Descended from cp introduced in Version 1 UNIX (1971)
Added to Fileutils in October 1992 [First version]
Number of revisions: 327

Much of the work behind the cp utility passes through support functions in copy.c which are shared among the mv, and install utilities

. Helpers:
  • cp_option_init() - Initializes the cp_options structure
  • decode_preserve_arg() - Processes argument provded by the user with --preserve
  • do_copy() - The top-level copy procedure for all the requested targets
  • make_dir_parents_private() - Verifies that the parent directory exists
  • re_protect() - Verifies parent directory access properties
  • target_directory_operand() - Verifies that the target is a directory
External non-standard helpers:
  • copy() - The copy interface for copy.c to perform the task using provided options
  • die() - Exit with mandatory non-zero error and message to stderr
  • error() - Outputs error message to standard error with possible process termination

Setup

cp uses several global flags and variables, including:

  • parents_option - Flag to use an existing directory for each given file (--parents)
  • remove_trailing_slashes - Flag to remove trailing slashes from sources
  • selinux_enabled - Flag set if SELinux services are enabled on the system

main() adds a few locals before starting parsing:

  • backup_suffix - The user-provided backup file suffix (-S)
  • c - The next option character to process
  • copy_contents - Flag to force copy of special file contents (--copy-contents)
  • make_backups - Flag to make backups of files that change (-b)
  • no_target_directory - Treat the final operand as a file (-T)
  • ok - The final return status
  • *scontext - The security context
  • *target_directory - The user-provided target directory (-t)
  • *version_control_string - The user-provided backup method (-b)
  • x - The copy options (as a struct cp_options)

Parsing

Parsing breaks down the user-provided options to answer these questions about the copy procedure:

  • Which files do we copy and where to?
  • Should we create a backup, if so, is there a special suffix?
  • Should the operation force move?
  • Any special treatment for links or other special files?

§ Extracted records:
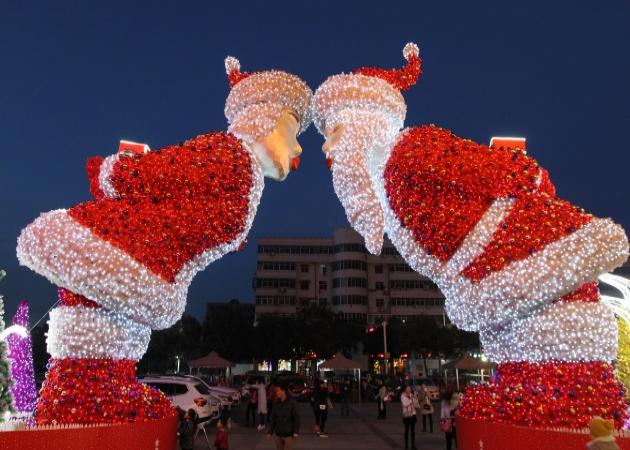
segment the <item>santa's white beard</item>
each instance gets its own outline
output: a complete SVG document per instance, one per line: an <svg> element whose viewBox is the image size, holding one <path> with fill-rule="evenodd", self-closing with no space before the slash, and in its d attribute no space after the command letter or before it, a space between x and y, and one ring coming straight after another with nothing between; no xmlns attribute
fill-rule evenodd
<svg viewBox="0 0 630 450"><path fill-rule="evenodd" d="M368 251L381 253L385 220L383 210L370 179L368 150L386 145L390 125L378 118L357 114L336 121L343 125L339 142L330 149L335 193L346 211L346 217L365 240ZM334 126L335 124L331 124Z"/></svg>

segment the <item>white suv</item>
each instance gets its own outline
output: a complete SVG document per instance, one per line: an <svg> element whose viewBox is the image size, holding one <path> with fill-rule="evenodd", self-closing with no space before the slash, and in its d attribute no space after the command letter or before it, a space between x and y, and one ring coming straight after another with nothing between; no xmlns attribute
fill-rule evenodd
<svg viewBox="0 0 630 450"><path fill-rule="evenodd" d="M196 377L194 375L183 375L183 376L186 378L197 380L205 384L208 390L212 393L212 395L215 395L221 398L222 404L223 404L223 399L225 399L230 403L230 407L231 407L233 404L238 403L241 400L241 394L238 391L238 389L233 389L233 388L224 387L224 386L210 386L210 384L208 384L208 382L205 381L203 378Z"/></svg>
<svg viewBox="0 0 630 450"><path fill-rule="evenodd" d="M218 419L221 414L219 400L210 395L208 388L197 380L184 377L145 377L140 383L159 389L173 407L184 411L194 409L201 422Z"/></svg>

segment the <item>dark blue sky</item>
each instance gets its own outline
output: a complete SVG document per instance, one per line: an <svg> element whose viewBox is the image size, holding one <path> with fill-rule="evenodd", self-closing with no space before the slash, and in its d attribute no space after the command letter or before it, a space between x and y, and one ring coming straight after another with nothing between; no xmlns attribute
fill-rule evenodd
<svg viewBox="0 0 630 450"><path fill-rule="evenodd" d="M18 267L15 242L42 211L88 198L85 161L118 140L152 148L226 128L223 59L278 68L313 89L363 65L400 66L420 45L407 125L488 142L526 136L561 197L630 227L630 3L137 1L0 2L0 283L9 320L55 300ZM253 300L259 236L319 236L346 225L314 128L302 167L269 181L238 255L199 274L188 311Z"/></svg>

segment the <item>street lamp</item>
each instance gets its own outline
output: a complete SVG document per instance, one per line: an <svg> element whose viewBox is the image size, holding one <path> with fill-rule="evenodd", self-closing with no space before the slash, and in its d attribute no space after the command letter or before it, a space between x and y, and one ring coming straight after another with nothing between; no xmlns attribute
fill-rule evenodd
<svg viewBox="0 0 630 450"><path fill-rule="evenodd" d="M383 327L383 362L384 362L384 374L383 375L387 375L388 372L388 366L389 366L389 352L387 351L387 320L383 320L381 322L381 325ZM376 331L376 328L378 327L368 327L367 332L368 333L374 333Z"/></svg>

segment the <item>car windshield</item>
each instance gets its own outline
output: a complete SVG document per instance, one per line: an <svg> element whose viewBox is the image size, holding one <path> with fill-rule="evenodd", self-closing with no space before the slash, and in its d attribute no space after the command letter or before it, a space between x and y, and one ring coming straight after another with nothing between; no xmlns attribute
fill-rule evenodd
<svg viewBox="0 0 630 450"><path fill-rule="evenodd" d="M210 391L208 390L206 385L203 384L203 383L195 384L195 389L197 389L201 395L209 395L210 394Z"/></svg>

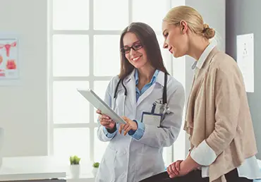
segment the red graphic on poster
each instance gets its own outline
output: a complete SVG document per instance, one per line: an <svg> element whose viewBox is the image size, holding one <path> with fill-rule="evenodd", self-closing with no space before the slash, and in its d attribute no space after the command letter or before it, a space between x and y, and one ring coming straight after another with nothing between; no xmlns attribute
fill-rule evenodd
<svg viewBox="0 0 261 182"><path fill-rule="evenodd" d="M8 59L6 62L6 69L15 70L16 69L16 63L14 59Z"/></svg>
<svg viewBox="0 0 261 182"><path fill-rule="evenodd" d="M16 46L16 42L14 42L11 43L11 44L0 44L0 49L6 48L6 56L10 56L10 49L11 47L14 47Z"/></svg>

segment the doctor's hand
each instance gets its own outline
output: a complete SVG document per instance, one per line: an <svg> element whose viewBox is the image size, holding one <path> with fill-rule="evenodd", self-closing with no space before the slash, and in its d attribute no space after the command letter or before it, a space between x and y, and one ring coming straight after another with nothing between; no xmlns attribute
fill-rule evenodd
<svg viewBox="0 0 261 182"><path fill-rule="evenodd" d="M180 174L181 170L181 163L183 160L177 160L169 164L166 169L166 172L168 173L169 178L173 178L178 176Z"/></svg>
<svg viewBox="0 0 261 182"><path fill-rule="evenodd" d="M119 133L120 134L121 134L122 130L124 130L123 135L126 135L130 130L135 131L138 129L138 125L136 122L129 119L126 116L122 116L121 118L126 122L126 123L120 125L120 128L119 129Z"/></svg>
<svg viewBox="0 0 261 182"><path fill-rule="evenodd" d="M116 123L112 121L110 117L105 114L102 114L102 113L99 110L97 110L96 113L99 114L99 121L101 125L104 126L106 128L109 130L112 130L114 128Z"/></svg>

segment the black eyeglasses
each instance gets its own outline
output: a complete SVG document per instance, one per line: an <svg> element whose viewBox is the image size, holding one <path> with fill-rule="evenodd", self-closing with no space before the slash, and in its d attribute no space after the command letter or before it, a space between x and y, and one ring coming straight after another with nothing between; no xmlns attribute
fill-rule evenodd
<svg viewBox="0 0 261 182"><path fill-rule="evenodd" d="M130 51L130 49L137 51L142 48L142 47L143 46L140 42L135 42L131 47L125 46L123 48L121 48L121 52L123 54L128 54Z"/></svg>

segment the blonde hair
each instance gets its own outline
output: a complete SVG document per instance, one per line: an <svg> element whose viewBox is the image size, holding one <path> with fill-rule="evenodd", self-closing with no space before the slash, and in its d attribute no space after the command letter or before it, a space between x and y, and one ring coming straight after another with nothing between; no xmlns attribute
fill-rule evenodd
<svg viewBox="0 0 261 182"><path fill-rule="evenodd" d="M215 30L204 23L201 15L190 6L180 6L171 8L163 20L175 25L178 25L181 20L184 20L193 33L207 40L213 38L215 35Z"/></svg>

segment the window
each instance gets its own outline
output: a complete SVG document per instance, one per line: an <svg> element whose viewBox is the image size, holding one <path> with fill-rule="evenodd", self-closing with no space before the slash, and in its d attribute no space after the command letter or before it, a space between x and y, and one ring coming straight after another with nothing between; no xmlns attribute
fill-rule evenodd
<svg viewBox="0 0 261 182"><path fill-rule="evenodd" d="M103 98L109 80L119 73L122 30L133 21L146 23L155 30L162 47L162 19L170 8L171 0L49 1L50 154L101 160L108 143L97 138L95 109L76 89L92 88ZM162 51L171 73L171 56ZM164 149L166 163L172 154L172 147Z"/></svg>

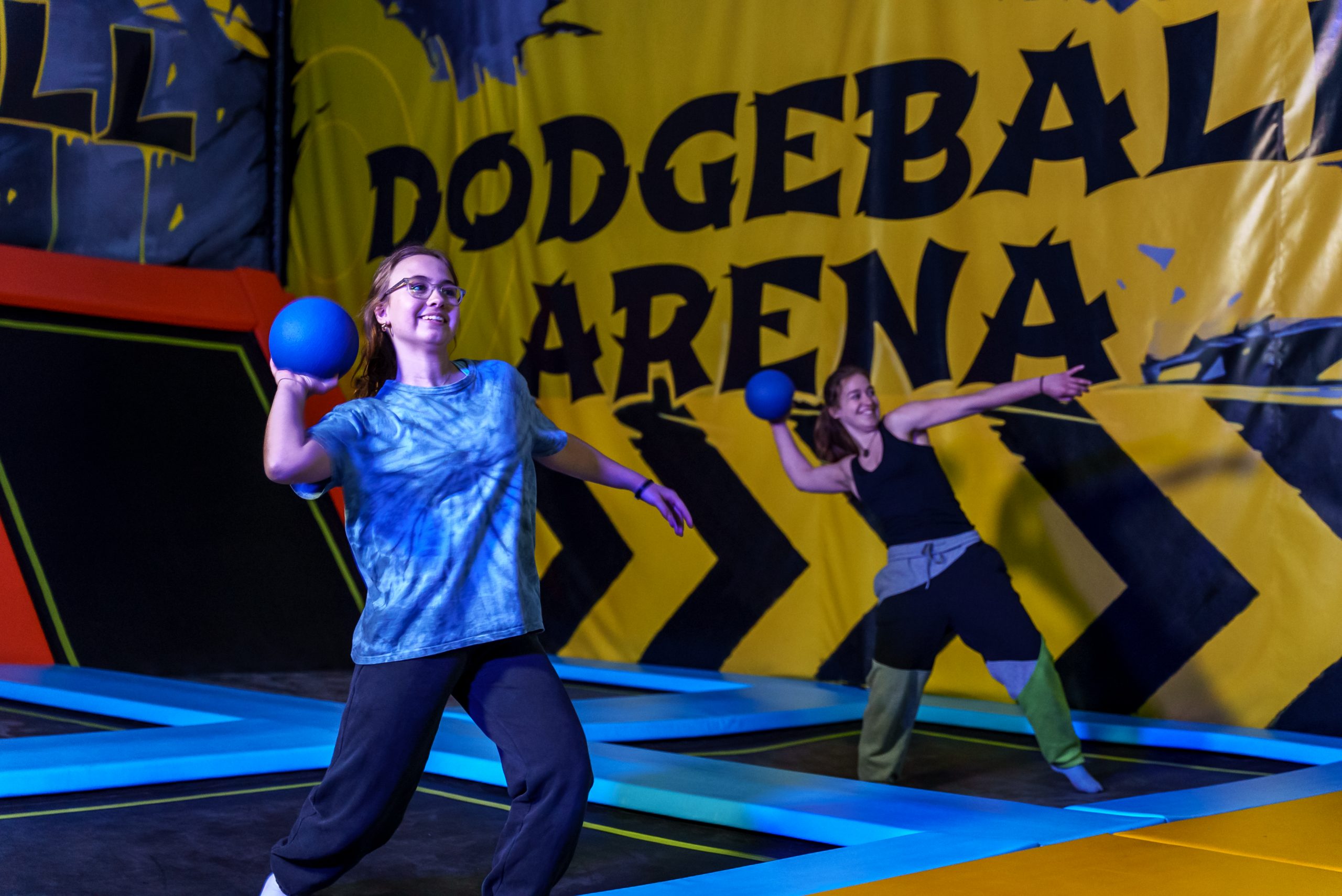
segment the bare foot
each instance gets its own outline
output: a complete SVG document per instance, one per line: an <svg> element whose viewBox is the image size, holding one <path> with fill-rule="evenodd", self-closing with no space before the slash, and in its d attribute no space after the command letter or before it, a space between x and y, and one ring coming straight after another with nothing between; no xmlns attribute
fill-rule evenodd
<svg viewBox="0 0 1342 896"><path fill-rule="evenodd" d="M1086 766L1072 766L1071 769L1059 769L1057 766L1049 766L1053 771L1062 774L1067 778L1067 783L1072 785L1076 790L1082 793L1102 793L1104 787L1100 786L1091 773L1086 771Z"/></svg>

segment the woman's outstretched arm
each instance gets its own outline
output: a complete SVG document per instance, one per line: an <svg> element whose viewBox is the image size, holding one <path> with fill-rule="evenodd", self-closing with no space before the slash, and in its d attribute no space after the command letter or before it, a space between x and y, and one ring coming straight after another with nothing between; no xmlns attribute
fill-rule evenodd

§ Written tasks:
a) Answer these questions about the cp utility text:
(i) In what year was the Version 1 UNIX release that cp descends from introduced?
(ii) What does the helper re_protect() verify?
(iii) Which option supplies the user-provided backup file suffix?
b) In the records, from the first line through the line containing "251L381 253L385 220L383", replace "instance" with "object" and keep everything else unchanged. Give only those lines, and omit the picture.
The text and the records were taken from unrelated sources.

§ List of solutions:
a)
(i) 1971
(ii) Parent directory access properties
(iii) -S

b)
segment the <item>santa's white beard</item>
each object gets its own outline
output: a complete SVG document per object, one per line: an <svg> element whose viewBox is the image size, holding one <path> with fill-rule="evenodd", self-closing with no space before the slash, and in its d attribute no space after the command letter or before it, a space between x and y, and one ring coming straight after another with nothing between; no xmlns attribute
fill-rule evenodd
<svg viewBox="0 0 630 450"><path fill-rule="evenodd" d="M368 251L381 253L385 220L383 210L370 179L368 150L386 145L390 125L378 118L357 114L336 121L343 125L339 142L330 149L335 193L346 211L346 217L365 240ZM334 126L335 124L331 124Z"/></svg>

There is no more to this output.